Last Thursday, an article was published in The New York Times entitled Running as Therapy. In summary, the author writes about how distance running helped her through some of the most difficult experiences. The article is something that I can totally relate to.
Besides struggling with obesity, high blood pressure and diabetes, I was diagnosed with Clinical Depression in my early twenties. I rarely disclose this because I fear that people will judge me. Life is sometimes not fair. The depression was different than the blues. I went through some rough periods where I felt that I could not lift my head to see the light. I battled with self-doubt, self-loathing and low self-esteem. I wanted to be alone. It hurt to be around my friends.
I was prescribed antidepressant medications such as Wellbutrin and Luvox in addition to psychotherapy. Though the treatment helped manage my depression symptoms, I still felt a fog of sadness that I couldn’t get out of. I struggled to find happiness and purpose. I had the support of family and friends but it wasn’t something that they could take away. It was something I had to work out on my own.
On November 12, 2012, I signed up to run the first half of The 2013 San Francisco Marathon. It was the next item to check off on my list of goals on my weight loss journey. I did not think it would change me. I had doubts that I could even complete the race since it is a challenging course.

++++++

_Assigned task_
Pick up the personal essay about running and depression after its last sentence and carry it forward in the same first-person voice.

_Provided data_
++++++

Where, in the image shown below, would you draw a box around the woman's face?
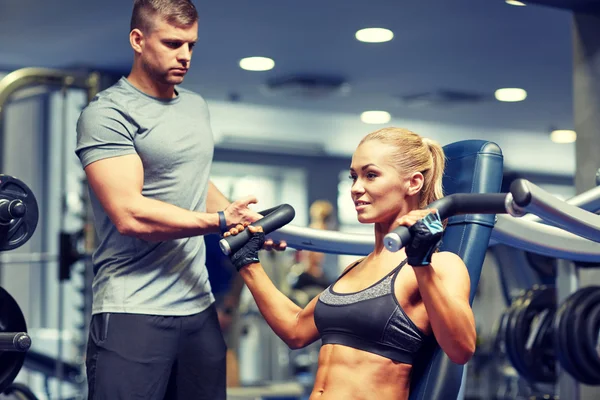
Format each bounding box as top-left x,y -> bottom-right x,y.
350,140 -> 410,224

++++++

_Result for this exercise_
It was during my training, I navigated myself out of the fog I had been lost in for so long. Losing myself in the miles and focusing on my breathing connected me to the present. Running provided me with certain calmness that I did not find in medication or food. The training challenged all the negative thoughts inside my head because I was out completing all of the mileage on the schedule. I found solace as I ran through the hilly trails of The Presidio. The ache in my legs was not punishment but a reminder of my dedication and perseverance to heal my spirit.
With the help of my pace group at The San Francisco Road Runners, I gained the confidence that I needed to finish the race with each long run. The self-doubt was losing its hold on me. The long runs by myself gave me time to explore, dream and let go of the old beliefs. Running gave me the strength to keep on trying even though I wanted to give up. Slowly but surely, I was able to see myself in a different light. I realized that I was a capable person that mattered and had so much to offer the world.
As I approached the finish line of the first half last June in Golden Gate Park, I felt tears running down my face. I was healthy both physically and mentally. I felt alive and present.
The finish line was not the end of the race for me. It was the beginning of a beautiful life full of promise with one run at a time.